───── Provided entries

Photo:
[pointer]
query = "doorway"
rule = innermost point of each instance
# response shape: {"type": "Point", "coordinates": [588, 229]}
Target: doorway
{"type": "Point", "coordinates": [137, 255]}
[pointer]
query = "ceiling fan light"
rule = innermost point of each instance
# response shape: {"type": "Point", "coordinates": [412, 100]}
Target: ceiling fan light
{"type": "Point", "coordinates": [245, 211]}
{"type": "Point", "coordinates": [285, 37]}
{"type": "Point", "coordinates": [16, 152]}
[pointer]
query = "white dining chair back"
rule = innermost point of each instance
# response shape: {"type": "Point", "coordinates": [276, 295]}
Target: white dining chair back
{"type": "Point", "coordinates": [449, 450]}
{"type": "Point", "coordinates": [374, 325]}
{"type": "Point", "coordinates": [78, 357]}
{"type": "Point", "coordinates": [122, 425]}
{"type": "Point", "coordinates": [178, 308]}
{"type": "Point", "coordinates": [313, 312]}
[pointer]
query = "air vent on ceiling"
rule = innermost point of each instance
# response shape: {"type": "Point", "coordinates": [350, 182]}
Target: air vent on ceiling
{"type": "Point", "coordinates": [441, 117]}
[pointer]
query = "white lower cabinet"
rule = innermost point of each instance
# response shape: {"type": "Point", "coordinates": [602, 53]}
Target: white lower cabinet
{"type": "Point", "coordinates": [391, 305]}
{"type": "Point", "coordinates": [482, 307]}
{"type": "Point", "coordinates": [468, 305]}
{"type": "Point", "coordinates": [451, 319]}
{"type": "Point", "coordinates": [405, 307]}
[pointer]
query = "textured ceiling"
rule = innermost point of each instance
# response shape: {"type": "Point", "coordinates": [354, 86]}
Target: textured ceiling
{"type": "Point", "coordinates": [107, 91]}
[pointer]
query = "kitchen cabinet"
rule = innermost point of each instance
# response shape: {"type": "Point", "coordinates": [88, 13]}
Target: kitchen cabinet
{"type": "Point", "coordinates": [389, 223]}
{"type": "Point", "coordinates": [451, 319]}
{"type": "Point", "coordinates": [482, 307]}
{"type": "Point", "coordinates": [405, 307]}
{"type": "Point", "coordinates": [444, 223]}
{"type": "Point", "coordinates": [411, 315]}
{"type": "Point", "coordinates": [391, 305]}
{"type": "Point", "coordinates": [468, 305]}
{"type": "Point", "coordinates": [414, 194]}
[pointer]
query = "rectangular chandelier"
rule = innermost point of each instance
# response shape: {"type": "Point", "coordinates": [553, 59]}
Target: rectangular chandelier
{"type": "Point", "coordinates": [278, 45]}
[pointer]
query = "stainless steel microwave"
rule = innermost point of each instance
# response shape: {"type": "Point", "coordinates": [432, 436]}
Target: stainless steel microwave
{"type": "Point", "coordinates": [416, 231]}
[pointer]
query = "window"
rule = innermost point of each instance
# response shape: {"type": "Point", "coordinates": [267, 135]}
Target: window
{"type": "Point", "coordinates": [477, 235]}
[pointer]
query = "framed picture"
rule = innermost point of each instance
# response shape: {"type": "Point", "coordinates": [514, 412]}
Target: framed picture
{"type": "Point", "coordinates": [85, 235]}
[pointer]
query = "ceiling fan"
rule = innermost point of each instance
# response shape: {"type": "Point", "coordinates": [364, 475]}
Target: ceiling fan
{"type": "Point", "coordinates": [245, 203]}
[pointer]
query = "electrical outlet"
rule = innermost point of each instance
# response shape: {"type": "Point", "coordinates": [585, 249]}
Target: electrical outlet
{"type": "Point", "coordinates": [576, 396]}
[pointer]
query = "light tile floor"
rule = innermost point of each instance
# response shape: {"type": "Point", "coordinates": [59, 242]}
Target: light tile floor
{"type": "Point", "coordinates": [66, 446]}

──────────

* **What is being asked**
For this exercise, output the records in full, exactly.

* **Written answer**
Photo:
[pointer]
query = "doorway"
rule = innermost point of each instance
# response shape: {"type": "Point", "coordinates": [588, 229]}
Target: doorway
{"type": "Point", "coordinates": [137, 255]}
[pointer]
query = "ceiling fan light"
rule = innermost point of each instance
# response shape: {"type": "Point", "coordinates": [412, 100]}
Target: ceiling fan light
{"type": "Point", "coordinates": [245, 211]}
{"type": "Point", "coordinates": [285, 37]}
{"type": "Point", "coordinates": [16, 152]}
[pointer]
query = "white dining chair back"
rule = innermost point of each instance
# response shape: {"type": "Point", "coordinates": [276, 295]}
Target: white dining chair back
{"type": "Point", "coordinates": [449, 450]}
{"type": "Point", "coordinates": [374, 325]}
{"type": "Point", "coordinates": [78, 357]}
{"type": "Point", "coordinates": [122, 425]}
{"type": "Point", "coordinates": [178, 308]}
{"type": "Point", "coordinates": [313, 312]}
[pointer]
query = "air vent on ceiling"
rule = innermost point of each instance
# response shape: {"type": "Point", "coordinates": [350, 182]}
Target: air vent on ceiling
{"type": "Point", "coordinates": [441, 117]}
[pointer]
query = "white lower cabinet"
rule = innermost point of each instance
# response shape: {"type": "Point", "coordinates": [602, 53]}
Target: white lower cabinet
{"type": "Point", "coordinates": [391, 305]}
{"type": "Point", "coordinates": [482, 307]}
{"type": "Point", "coordinates": [468, 305]}
{"type": "Point", "coordinates": [451, 319]}
{"type": "Point", "coordinates": [405, 307]}
[pointer]
query = "textured ceiling"
rule = innermost point of each instance
# response shape: {"type": "Point", "coordinates": [354, 86]}
Target: textured ceiling
{"type": "Point", "coordinates": [107, 91]}
[pointer]
query = "kitchen cabinet"
rule = innermost point of each instance
# response shape: {"type": "Point", "coordinates": [88, 13]}
Target: kitchen cabinet
{"type": "Point", "coordinates": [389, 223]}
{"type": "Point", "coordinates": [451, 319]}
{"type": "Point", "coordinates": [482, 307]}
{"type": "Point", "coordinates": [405, 307]}
{"type": "Point", "coordinates": [444, 223]}
{"type": "Point", "coordinates": [411, 315]}
{"type": "Point", "coordinates": [391, 305]}
{"type": "Point", "coordinates": [468, 305]}
{"type": "Point", "coordinates": [414, 194]}
[pointer]
query = "rectangular chandelier"
rule = innermost point of each instance
# response shape: {"type": "Point", "coordinates": [553, 59]}
Target: rectangular chandelier
{"type": "Point", "coordinates": [278, 45]}
[pointer]
query = "stainless steel microwave"
rule = innermost point of each instance
# response shape: {"type": "Point", "coordinates": [432, 436]}
Target: stainless steel microwave
{"type": "Point", "coordinates": [416, 231]}
[pointer]
query = "window"
rule = innermost point of each instance
# response shape: {"type": "Point", "coordinates": [267, 135]}
Target: window
{"type": "Point", "coordinates": [477, 235]}
[pointer]
query = "framed picture"
rule = innermost point of each instance
# response shape: {"type": "Point", "coordinates": [514, 412]}
Target: framed picture
{"type": "Point", "coordinates": [85, 235]}
[pointer]
query = "ceiling fan"
rule = innermost point of each instance
# response shape: {"type": "Point", "coordinates": [364, 475]}
Target: ceiling fan
{"type": "Point", "coordinates": [245, 203]}
[pointer]
query = "electrical outlet"
rule = innermost point of each instance
# response shape: {"type": "Point", "coordinates": [585, 249]}
Target: electrical outlet
{"type": "Point", "coordinates": [576, 396]}
[pointer]
query = "light tile floor"
rule = innermost point of each instance
# response shape: {"type": "Point", "coordinates": [59, 242]}
Target: light tile floor
{"type": "Point", "coordinates": [66, 446]}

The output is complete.